WHAT THIS TASK INVOLVES:
Each entry below must be repeated word for word.

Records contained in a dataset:
— begin —
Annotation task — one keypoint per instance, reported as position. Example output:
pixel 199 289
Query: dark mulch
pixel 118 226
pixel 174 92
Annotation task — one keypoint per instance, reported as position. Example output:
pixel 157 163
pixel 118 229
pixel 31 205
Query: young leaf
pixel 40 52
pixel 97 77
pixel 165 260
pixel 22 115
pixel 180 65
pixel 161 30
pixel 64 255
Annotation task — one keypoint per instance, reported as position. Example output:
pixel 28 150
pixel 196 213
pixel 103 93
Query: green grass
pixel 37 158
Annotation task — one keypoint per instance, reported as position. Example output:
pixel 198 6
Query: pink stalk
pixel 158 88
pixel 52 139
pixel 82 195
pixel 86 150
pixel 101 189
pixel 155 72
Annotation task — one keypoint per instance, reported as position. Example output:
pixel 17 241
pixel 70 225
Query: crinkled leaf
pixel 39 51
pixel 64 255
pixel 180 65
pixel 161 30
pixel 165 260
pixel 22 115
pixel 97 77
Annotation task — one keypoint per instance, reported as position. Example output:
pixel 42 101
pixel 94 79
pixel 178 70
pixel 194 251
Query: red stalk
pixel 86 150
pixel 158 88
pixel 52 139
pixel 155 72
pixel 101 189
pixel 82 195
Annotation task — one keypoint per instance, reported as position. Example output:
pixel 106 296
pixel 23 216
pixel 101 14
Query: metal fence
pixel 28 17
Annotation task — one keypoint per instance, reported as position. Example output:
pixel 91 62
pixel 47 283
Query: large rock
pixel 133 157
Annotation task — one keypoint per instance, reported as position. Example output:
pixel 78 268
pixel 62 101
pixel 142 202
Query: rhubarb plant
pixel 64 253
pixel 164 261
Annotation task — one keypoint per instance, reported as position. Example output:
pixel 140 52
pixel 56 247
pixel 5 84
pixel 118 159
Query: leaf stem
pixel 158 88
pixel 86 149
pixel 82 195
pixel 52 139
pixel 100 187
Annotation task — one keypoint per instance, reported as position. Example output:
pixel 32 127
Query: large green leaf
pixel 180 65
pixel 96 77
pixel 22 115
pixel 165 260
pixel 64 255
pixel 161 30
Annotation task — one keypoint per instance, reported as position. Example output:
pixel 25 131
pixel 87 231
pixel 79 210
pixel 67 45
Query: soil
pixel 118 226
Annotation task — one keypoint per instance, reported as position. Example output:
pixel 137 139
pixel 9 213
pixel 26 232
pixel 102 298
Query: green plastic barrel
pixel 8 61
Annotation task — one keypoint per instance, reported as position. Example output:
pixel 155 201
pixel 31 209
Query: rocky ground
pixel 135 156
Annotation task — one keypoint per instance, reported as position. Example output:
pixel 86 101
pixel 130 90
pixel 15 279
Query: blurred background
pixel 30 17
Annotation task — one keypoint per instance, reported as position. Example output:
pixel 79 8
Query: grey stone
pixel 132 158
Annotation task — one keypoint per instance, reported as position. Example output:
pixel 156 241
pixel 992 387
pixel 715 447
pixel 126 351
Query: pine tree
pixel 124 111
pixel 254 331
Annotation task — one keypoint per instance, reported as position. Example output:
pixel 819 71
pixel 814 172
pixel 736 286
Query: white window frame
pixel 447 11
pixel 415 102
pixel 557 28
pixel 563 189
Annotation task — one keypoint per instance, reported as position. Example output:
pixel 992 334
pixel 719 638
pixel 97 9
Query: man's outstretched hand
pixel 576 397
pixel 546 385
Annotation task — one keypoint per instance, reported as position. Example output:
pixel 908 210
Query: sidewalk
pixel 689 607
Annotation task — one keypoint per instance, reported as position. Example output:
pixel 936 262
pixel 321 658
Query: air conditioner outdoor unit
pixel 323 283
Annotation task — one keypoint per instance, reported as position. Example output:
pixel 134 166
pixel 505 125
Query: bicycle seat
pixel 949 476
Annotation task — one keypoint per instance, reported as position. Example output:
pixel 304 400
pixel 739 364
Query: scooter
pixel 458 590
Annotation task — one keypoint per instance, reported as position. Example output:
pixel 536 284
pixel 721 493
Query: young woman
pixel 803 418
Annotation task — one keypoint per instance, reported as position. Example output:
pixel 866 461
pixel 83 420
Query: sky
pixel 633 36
— end —
EXERCISE OUTPUT:
Annotation task — one keypoint per instance, reported as position. Example output:
pixel 199 289
Query: dark mulch
pixel 118 226
pixel 174 92
Annotation task — one keypoint per instance, reported as position. Example output:
pixel 157 163
pixel 118 229
pixel 31 205
Query: young leaf
pixel 40 52
pixel 97 77
pixel 165 260
pixel 22 115
pixel 180 65
pixel 161 30
pixel 64 255
Annotation task — one keypoint per instance, reported as position. Example output:
pixel 28 150
pixel 196 213
pixel 103 93
Query: green grass
pixel 37 158
Annotation task — one keypoint per instance, reported as position. Example output:
pixel 198 6
Query: pink stalk
pixel 158 88
pixel 52 139
pixel 82 195
pixel 86 150
pixel 101 189
pixel 155 72
Annotation task — one keypoint per instance, reported as position. Example output:
pixel 17 241
pixel 70 225
Query: crinkled leaf
pixel 39 51
pixel 64 255
pixel 180 65
pixel 161 30
pixel 165 260
pixel 22 115
pixel 97 77
Annotation task — one keypoint per instance, reported as position. Example output:
pixel 42 101
pixel 94 79
pixel 178 70
pixel 194 251
Query: red stalk
pixel 86 150
pixel 158 88
pixel 52 139
pixel 155 72
pixel 101 189
pixel 82 195
Annotation task — one keypoint per instance, reported as position. Example output:
pixel 106 296
pixel 23 216
pixel 101 14
Query: metal fence
pixel 28 17
Annotation task — one keypoint per instance, reported as position. Example output:
pixel 91 62
pixel 47 283
Query: large rock
pixel 133 157
Annotation task — one keypoint per instance, reported as position. Example output:
pixel 78 268
pixel 62 101
pixel 142 202
Query: rhubarb plant
pixel 64 253
pixel 164 261
Annotation task — one keypoint per instance, reported as position. Example output:
pixel 140 52
pixel 56 247
pixel 5 84
pixel 118 159
Query: leaf stem
pixel 158 88
pixel 86 149
pixel 82 195
pixel 52 139
pixel 100 187
Annotation task — one keypoint per instance, reported as position. Example output:
pixel 32 127
Query: large green leaf
pixel 180 65
pixel 96 77
pixel 22 115
pixel 165 260
pixel 64 255
pixel 161 30
Annotation task — one keypoint per instance, reported as position. Example output:
pixel 25 131
pixel 87 231
pixel 79 210
pixel 67 45
Query: soil
pixel 118 226
Annotation task — one keypoint per instance, reported as position. Example output:
pixel 137 139
pixel 9 213
pixel 26 232
pixel 102 298
Query: green plastic barrel
pixel 8 61
Annotation task — one keypoint per instance, reported as position. Example output:
pixel 155 201
pixel 31 209
Query: rocky ground
pixel 135 156
Annotation task — one keypoint per instance, reported as position. Example output:
pixel 86 101
pixel 130 90
pixel 15 279
Query: blurred background
pixel 30 17
Annotation task — one keypoint per instance, reported as position. Example output:
pixel 79 8
Query: grey stone
pixel 132 158
Annotation task — one keypoint per instance, reported as position. Example output:
pixel 156 241
pixel 992 387
pixel 715 447
pixel 126 351
Query: pine tree
pixel 124 111
pixel 254 331
Annotation task — one keypoint per instance, reported as position. Example output:
pixel 819 71
pixel 814 172
pixel 736 286
Query: white window frame
pixel 447 11
pixel 415 102
pixel 557 28
pixel 563 189
Annotation task — one keypoint per instance, reported as position. Example output:
pixel 992 334
pixel 719 638
pixel 97 9
Query: man's outstretched hand
pixel 576 397
pixel 546 385
Annotation task — one keypoint per instance, reported as position. Example output:
pixel 908 210
Query: sidewalk
pixel 689 607
Annotation task — one keypoint per instance, reported as position. Example output:
pixel 936 262
pixel 321 658
Query: air conditioner outdoor unit
pixel 323 283
Annotation task — one keypoint per instance, reported as position. Example output:
pixel 134 166
pixel 505 125
Query: bicycle seat
pixel 949 476
Annotation task — one keypoint per instance, reported as position. Example output:
pixel 304 400
pixel 739 364
Query: scooter
pixel 458 590
Annotation task — one keypoint per instance, reported as position. Example output:
pixel 536 284
pixel 721 493
Query: young woman
pixel 803 418
Annotation task — one keypoint per instance, reported as position. Example output:
pixel 866 461
pixel 83 420
Query: sky
pixel 633 36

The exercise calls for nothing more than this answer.